EXCERPTED DATA:
§
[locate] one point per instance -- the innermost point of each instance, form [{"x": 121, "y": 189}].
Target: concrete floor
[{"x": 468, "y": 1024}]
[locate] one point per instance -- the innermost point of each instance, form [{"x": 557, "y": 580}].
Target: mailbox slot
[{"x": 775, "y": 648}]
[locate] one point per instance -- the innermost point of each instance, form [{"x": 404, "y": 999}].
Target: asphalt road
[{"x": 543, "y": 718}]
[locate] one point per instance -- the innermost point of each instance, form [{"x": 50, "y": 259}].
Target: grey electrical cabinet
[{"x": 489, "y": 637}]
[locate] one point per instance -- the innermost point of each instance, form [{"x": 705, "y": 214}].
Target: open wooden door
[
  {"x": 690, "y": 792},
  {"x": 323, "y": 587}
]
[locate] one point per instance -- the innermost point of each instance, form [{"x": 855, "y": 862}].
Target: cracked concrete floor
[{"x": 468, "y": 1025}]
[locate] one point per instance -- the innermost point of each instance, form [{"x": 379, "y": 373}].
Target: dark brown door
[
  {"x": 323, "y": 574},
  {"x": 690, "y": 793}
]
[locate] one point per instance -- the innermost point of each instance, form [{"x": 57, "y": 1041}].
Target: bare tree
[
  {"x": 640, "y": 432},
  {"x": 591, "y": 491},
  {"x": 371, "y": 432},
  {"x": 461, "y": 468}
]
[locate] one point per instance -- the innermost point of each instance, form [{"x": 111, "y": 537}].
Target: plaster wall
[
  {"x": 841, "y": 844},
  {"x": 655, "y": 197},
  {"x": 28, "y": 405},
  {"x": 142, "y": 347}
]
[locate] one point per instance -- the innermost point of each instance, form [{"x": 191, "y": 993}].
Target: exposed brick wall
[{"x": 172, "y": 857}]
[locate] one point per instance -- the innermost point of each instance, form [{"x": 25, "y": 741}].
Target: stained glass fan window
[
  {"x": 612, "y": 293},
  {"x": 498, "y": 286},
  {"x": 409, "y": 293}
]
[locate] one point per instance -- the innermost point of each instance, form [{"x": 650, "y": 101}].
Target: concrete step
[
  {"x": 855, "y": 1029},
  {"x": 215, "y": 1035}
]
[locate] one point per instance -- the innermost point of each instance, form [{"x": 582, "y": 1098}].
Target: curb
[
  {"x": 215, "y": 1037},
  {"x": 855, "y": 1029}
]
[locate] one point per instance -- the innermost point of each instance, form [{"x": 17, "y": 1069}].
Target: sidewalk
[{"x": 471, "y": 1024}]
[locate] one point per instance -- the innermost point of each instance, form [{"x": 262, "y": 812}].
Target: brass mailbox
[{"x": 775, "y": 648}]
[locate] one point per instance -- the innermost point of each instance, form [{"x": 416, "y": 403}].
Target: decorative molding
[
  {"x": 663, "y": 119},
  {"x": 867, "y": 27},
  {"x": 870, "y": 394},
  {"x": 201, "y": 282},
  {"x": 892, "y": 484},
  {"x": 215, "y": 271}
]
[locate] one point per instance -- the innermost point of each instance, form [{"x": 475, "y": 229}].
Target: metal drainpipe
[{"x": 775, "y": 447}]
§
TASK TO CARRY OUT:
From the listing above, copy every line that contains the word "floor".

RESPONSE BELOW:
Target: concrete floor
Target: cracked concrete floor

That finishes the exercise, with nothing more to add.